Brief: Write out again only the lines running from the one that contains "Pick out the cheek" to the end of the records below, including both the first and the last.

[BEGIN Provided records]

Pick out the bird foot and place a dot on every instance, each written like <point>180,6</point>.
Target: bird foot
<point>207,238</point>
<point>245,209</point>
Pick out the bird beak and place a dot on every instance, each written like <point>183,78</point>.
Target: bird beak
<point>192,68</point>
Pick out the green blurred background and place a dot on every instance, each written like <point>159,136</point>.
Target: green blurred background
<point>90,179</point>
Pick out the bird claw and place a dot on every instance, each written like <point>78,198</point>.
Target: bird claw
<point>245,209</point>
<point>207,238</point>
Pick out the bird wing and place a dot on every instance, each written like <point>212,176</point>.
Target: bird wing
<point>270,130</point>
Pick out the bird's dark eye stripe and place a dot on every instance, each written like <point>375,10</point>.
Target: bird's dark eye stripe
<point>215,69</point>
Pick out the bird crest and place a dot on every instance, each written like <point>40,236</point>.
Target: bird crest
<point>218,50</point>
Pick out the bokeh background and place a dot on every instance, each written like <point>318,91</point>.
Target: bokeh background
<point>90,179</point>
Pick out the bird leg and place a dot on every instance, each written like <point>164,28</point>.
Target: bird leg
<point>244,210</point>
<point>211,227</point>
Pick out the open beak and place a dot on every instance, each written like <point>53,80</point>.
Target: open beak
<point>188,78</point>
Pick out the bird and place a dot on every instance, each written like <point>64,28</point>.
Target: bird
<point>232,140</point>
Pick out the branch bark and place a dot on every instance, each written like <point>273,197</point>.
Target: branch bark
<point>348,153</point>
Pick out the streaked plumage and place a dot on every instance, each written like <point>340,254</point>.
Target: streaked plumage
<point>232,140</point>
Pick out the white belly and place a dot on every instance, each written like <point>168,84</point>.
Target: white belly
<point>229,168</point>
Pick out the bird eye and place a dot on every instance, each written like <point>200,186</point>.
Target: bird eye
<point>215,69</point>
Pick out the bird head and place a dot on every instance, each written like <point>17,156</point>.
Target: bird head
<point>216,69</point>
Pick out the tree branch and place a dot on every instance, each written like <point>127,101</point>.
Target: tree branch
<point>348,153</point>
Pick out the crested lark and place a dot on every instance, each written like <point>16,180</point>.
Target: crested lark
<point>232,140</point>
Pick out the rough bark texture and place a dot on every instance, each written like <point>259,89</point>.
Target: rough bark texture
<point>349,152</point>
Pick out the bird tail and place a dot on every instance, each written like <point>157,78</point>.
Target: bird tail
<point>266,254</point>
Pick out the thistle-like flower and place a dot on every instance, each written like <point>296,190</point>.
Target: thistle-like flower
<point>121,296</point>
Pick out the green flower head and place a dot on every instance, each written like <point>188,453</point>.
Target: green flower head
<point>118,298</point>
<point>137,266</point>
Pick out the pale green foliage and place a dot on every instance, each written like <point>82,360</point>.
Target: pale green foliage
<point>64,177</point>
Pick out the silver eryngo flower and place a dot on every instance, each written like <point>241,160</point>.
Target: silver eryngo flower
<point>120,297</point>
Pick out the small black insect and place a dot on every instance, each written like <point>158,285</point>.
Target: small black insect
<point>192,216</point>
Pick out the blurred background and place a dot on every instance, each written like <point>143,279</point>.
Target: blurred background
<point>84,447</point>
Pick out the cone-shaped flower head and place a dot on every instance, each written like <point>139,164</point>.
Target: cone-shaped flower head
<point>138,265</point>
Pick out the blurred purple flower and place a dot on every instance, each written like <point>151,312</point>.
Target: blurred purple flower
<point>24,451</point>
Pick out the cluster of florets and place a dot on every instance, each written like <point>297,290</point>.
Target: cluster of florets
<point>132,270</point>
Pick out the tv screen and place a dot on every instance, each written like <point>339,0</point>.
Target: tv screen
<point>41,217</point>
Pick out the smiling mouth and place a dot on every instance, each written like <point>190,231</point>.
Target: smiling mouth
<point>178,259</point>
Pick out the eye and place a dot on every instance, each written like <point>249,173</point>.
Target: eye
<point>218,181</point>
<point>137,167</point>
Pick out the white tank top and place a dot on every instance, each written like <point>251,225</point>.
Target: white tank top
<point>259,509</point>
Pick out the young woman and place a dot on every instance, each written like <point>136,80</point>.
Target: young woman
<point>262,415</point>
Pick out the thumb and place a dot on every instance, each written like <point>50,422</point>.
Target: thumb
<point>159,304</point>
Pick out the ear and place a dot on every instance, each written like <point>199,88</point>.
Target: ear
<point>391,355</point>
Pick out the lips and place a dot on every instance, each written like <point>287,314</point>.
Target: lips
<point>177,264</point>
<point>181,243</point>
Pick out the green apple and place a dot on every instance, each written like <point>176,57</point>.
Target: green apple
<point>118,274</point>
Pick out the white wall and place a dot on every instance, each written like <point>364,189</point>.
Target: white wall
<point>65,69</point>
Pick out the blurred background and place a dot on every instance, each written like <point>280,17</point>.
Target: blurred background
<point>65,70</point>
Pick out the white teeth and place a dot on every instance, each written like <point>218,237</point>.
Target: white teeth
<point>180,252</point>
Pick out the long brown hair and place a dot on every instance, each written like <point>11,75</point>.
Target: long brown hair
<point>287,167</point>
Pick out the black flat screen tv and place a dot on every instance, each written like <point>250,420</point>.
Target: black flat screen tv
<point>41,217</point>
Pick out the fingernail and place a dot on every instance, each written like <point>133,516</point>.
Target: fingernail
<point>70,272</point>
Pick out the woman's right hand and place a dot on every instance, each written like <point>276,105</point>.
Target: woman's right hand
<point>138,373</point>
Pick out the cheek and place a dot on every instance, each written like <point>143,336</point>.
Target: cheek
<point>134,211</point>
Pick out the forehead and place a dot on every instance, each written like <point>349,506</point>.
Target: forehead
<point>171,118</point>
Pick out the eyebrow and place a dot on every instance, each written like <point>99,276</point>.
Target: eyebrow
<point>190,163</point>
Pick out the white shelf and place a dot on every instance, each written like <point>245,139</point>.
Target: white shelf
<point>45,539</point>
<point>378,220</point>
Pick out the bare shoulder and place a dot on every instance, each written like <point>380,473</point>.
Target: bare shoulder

[END Provided records]

Correct output:
Pick out the cheek and place a dot on every instance, each written like <point>143,336</point>.
Target: cheek
<point>134,211</point>
Pick out the forehead and place a dot on every instance, each written like <point>349,506</point>.
Target: forehead
<point>171,118</point>
Pick out the eyebrow and place a dot on every instance, each written like <point>99,276</point>.
Target: eyebrow
<point>190,163</point>
Pick out the white shelf and place a dot on every instance, each written like <point>245,139</point>.
Target: white shelf
<point>45,539</point>
<point>378,220</point>
Pick out the bare shoulder and place a dot on every instance, each written like <point>380,473</point>.
Target: bare shoulder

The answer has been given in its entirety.